Material for this exercise =
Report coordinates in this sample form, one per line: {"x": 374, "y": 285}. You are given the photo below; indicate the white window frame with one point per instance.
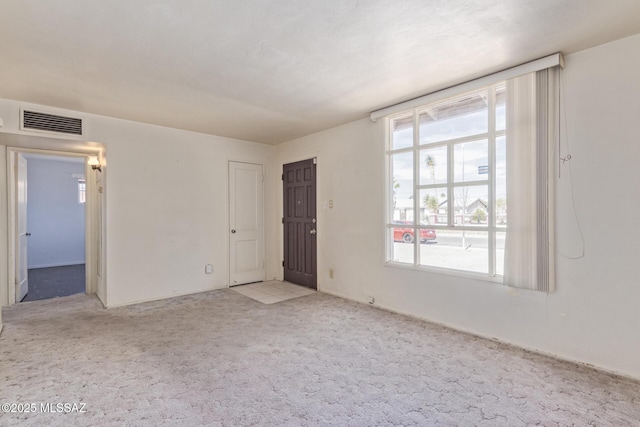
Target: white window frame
{"x": 491, "y": 228}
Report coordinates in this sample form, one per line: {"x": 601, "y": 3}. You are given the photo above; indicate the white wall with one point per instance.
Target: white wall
{"x": 55, "y": 218}
{"x": 166, "y": 205}
{"x": 594, "y": 316}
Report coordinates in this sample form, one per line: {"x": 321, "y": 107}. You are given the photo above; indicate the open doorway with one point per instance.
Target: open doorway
{"x": 90, "y": 157}
{"x": 51, "y": 226}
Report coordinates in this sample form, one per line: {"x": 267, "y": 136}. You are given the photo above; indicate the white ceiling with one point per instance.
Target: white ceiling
{"x": 272, "y": 70}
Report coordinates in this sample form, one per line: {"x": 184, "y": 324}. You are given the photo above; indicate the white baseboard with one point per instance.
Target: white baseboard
{"x": 487, "y": 337}
{"x": 161, "y": 297}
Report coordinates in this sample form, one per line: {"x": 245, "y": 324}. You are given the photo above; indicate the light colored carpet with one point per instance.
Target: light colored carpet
{"x": 220, "y": 358}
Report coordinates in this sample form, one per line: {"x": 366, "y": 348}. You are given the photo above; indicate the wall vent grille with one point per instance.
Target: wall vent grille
{"x": 50, "y": 122}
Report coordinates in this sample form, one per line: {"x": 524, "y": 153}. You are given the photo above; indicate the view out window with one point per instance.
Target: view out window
{"x": 82, "y": 191}
{"x": 448, "y": 203}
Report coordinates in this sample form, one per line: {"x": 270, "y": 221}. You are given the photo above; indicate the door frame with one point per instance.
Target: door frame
{"x": 91, "y": 220}
{"x": 319, "y": 215}
{"x": 228, "y": 214}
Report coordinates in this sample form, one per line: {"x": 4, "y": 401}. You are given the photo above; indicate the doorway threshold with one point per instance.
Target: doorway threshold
{"x": 272, "y": 292}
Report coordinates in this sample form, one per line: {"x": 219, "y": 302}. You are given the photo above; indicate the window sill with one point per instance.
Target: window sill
{"x": 446, "y": 272}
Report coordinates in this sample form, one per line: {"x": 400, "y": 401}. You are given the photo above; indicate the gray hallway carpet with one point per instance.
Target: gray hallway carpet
{"x": 220, "y": 358}
{"x": 55, "y": 282}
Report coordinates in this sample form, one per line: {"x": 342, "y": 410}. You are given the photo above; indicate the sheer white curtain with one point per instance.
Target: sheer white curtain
{"x": 531, "y": 137}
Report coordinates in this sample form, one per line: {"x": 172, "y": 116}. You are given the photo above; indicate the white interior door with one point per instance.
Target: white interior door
{"x": 246, "y": 223}
{"x": 22, "y": 273}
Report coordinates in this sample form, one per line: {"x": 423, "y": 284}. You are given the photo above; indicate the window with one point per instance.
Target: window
{"x": 448, "y": 183}
{"x": 82, "y": 191}
{"x": 458, "y": 157}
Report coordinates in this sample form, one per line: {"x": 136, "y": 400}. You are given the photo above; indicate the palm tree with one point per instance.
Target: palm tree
{"x": 431, "y": 164}
{"x": 431, "y": 203}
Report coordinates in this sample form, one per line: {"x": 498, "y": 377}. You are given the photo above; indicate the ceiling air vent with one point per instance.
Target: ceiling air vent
{"x": 33, "y": 120}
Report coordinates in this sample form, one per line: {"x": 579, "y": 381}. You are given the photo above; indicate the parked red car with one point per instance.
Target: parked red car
{"x": 406, "y": 235}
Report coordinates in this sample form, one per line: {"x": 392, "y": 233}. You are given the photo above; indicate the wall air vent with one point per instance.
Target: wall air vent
{"x": 33, "y": 120}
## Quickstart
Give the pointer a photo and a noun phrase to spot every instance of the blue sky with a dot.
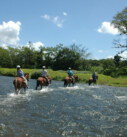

Task directions =
Could you give the listing again exactly as it stands, minus any pictures?

Exercise solution =
Report coordinates in this sample form, one per line: {"x": 374, "y": 285}. You are given the photo below; indicate the white window frame with one point per instance.
Target: white window frame
{"x": 491, "y": 228}
Report coordinates in this sample form, one per line: {"x": 601, "y": 3}. You are given the photo above; indicate the white wall with one point per instance.
Target: white wall
{"x": 55, "y": 218}
{"x": 166, "y": 205}
{"x": 594, "y": 316}
Report coordinates in this sample form, one per line: {"x": 321, "y": 107}. You are given the photo above; indicate the open doorway with one point per instance.
Target: open doorway
{"x": 90, "y": 157}
{"x": 51, "y": 226}
Report coordinates in this sample form, one per line: {"x": 267, "y": 136}. You are given the photo above; indicate the white ceiling with one point per instance.
Target: white ceiling
{"x": 272, "y": 70}
Report coordinates in this sample form, one per line: {"x": 184, "y": 324}. You are given the photo above; indicate the white baseboard with one point per instance.
Target: white baseboard
{"x": 487, "y": 337}
{"x": 161, "y": 297}
Report coordinates in this sample form, one per line: {"x": 245, "y": 324}. You are given the photo above; indicate the light colored carpet with one point per instance.
Target: light colored carpet
{"x": 220, "y": 358}
Report coordinates in this sample form, one per line: {"x": 366, "y": 348}. You are given the photo above; indicate the wall vent grille with one point per instance.
Target: wall vent grille
{"x": 50, "y": 122}
Report coordinates in this sample form, one per line: {"x": 524, "y": 153}. You are given the photo above; indicate the view out window with one point per instance.
Target: view out window
{"x": 82, "y": 191}
{"x": 448, "y": 203}
Report coordinates in this sample form, one per line: {"x": 270, "y": 221}. You are given the photo above; indicate the door frame with one point per instance.
Target: door frame
{"x": 91, "y": 220}
{"x": 319, "y": 215}
{"x": 228, "y": 214}
Report coordinates in this sample form, one per line: {"x": 4, "y": 401}. You are given the photo above; indicate the doorway threshold with one point per instance.
Target: doorway threshold
{"x": 272, "y": 292}
Report coordinates in this sample form, one per line: {"x": 219, "y": 302}. You are given the photo above; indicate the window sill with one point per instance.
Target: window sill
{"x": 446, "y": 272}
Report coordinates in this sample form, one per line: {"x": 400, "y": 401}. You are given the photo above; indicate the gray hallway carpet with one point per instance.
Target: gray hallway carpet
{"x": 220, "y": 358}
{"x": 55, "y": 282}
Report coordinates in this sample form, one per line: {"x": 342, "y": 410}. You are given the photo above; indicate the sheer white curtain with one point per instance.
Target: sheer white curtain
{"x": 531, "y": 137}
Report coordinates in this sample form, one per line: {"x": 172, "y": 116}. You are given the photo above; indicate the white interior door with one point per instance.
Target: white interior door
{"x": 246, "y": 223}
{"x": 22, "y": 273}
Report coordinates in this sample form, one per line: {"x": 423, "y": 284}. You are given the photo above; indicate the window with one point per instance.
Target: window
{"x": 448, "y": 183}
{"x": 82, "y": 191}
{"x": 458, "y": 157}
Report coordinates in this sample form, one per line: {"x": 136, "y": 400}. You are given the photo above; indicate the palm tree with one point per instance.
Target: palm tree
{"x": 431, "y": 164}
{"x": 431, "y": 203}
Report coordinates in this sample form, one per line: {"x": 498, "y": 377}. You are given the photo above; indicate the ceiling air vent with one point per instance.
Target: ceiling air vent
{"x": 33, "y": 120}
Report coordinates in this sample form, one per line: {"x": 579, "y": 381}. You are given the photo above; indicate the parked red car with one point per instance.
Target: parked red car
{"x": 406, "y": 235}
Report coordinates in this sample form, one per line: {"x": 392, "y": 233}. You are given the photo above; indicate the wall air vent with one point per instance.
Target: wall air vent
{"x": 33, "y": 120}
## Quickstart
Give the pointer a photo and a noun phrase to spot every instance of the blue sky with a dot.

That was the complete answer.